▸ **GIVEN PROBLEM 1**:
Answer these questions about the text on the Higgs boson search, one answer per line.
(a) Between what masses did scientists say the Higgs could fall?
(b) At which two detectors were the small excesses found?
(c) What does the text say any individual excess is about as statistically significant as?

▸ **PAGE EXCERPT**:

CERN researchers announced this morning the barest of hints of the Higgs boson at the Large Collider. It’s not a discovery, and anyone that pays any sort of attention to this stuff knew just as well there wasn’t going to be a “discovery” announced today ‘cause that’s not really how it works when you’re hunting for statistical evidence of a theorized particle through not direct observation of the particle, but via its decay products. It’s not spotting Bigfoot. Think of it more like analyzing millions of hours of surveillance footage in a crowded city for signs that Bigfoot might have passed by this or that street corner — without knowing what exactly Bigfoot looks like.
At today’s seminar, a regular seasonal report of findings and not the hastily called press conference a lot of the more breathless talk over the past couple days would have led one to think, scientists revealed an even further narrowed range of masses in which the Higgs could fall, somewhere between 115 and 130 GeV. We’ve known for a while that range was tightening, shrinking the range in which we might find the Higgs and leading some folks to start fretting about finding it at all. Well, it seems there’s a couple of “small excesses” within that range, found at both the collider’s ATLAS and CMS detectors, that might indicate the Higgs.
Each excess in that region is an increase in some combination of particles that the Higgs boson, the particle possibly responsible for mass in the universe, should decay into. So, a Higgs shows up and quickly turns into all of these other particles, which is what CERN researchers actually measure. Any individual excess is about as statistically significant as rolling two sixes in a row with a single die. So, you know, it could be Bigfoot or it could be someone — a somewhat unlikely someone — with a lot of hair in that surveillance footage.

▸ **INFORMATION PROVIDED**:
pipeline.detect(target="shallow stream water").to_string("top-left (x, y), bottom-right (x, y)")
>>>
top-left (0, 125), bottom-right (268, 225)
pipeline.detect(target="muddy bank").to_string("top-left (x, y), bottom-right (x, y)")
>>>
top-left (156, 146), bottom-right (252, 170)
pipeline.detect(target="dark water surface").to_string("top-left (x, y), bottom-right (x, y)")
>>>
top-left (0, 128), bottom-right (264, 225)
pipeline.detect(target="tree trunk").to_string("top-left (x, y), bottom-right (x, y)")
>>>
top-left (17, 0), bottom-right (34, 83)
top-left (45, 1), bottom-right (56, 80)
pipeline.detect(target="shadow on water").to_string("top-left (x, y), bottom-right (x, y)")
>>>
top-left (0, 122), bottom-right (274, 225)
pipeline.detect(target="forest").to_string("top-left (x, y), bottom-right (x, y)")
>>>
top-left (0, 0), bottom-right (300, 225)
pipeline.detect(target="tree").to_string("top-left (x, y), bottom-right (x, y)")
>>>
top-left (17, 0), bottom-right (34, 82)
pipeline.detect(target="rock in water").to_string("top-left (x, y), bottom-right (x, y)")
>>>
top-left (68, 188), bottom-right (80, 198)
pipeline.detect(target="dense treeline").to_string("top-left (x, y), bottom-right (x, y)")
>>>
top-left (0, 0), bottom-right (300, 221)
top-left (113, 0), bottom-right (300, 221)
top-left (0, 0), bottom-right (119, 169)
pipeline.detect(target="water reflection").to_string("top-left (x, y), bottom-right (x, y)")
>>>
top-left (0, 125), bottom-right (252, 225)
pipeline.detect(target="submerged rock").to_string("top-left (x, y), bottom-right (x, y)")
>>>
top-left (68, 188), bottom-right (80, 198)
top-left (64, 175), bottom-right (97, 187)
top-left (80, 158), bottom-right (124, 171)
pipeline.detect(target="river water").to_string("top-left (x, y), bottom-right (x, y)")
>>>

▸ **GIVEN PROBLEM 2**: Reproduce the records word for word, from their first line through the line containing "top-left (0, 122), bottom-right (274, 225)", including both of those lines.

▸ **TASK RESULT 1**:
(a) Between 115 and 130 GeV.
(b) ATLAS and CMS.
(c) Rolling two sixes in a row with a single die.

▸ **TASK RESULT 2**:
pipeline.detect(target="shallow stream water").to_string("top-left (x, y), bottom-right (x, y)")
>>>
top-left (0, 125), bottom-right (268, 225)
pipeline.detect(target="muddy bank").to_string("top-left (x, y), bottom-right (x, y)")
>>>
top-left (156, 146), bottom-right (252, 170)
pipeline.detect(target="dark water surface").to_string("top-left (x, y), bottom-right (x, y)")
>>>
top-left (0, 128), bottom-right (264, 225)
pipeline.detect(target="tree trunk").to_string("top-left (x, y), bottom-right (x, y)")
>>>
top-left (17, 0), bottom-right (34, 83)
top-left (45, 1), bottom-right (56, 80)
pipeline.detect(target="shadow on water").to_string("top-left (x, y), bottom-right (x, y)")
>>>
top-left (0, 122), bottom-right (274, 225)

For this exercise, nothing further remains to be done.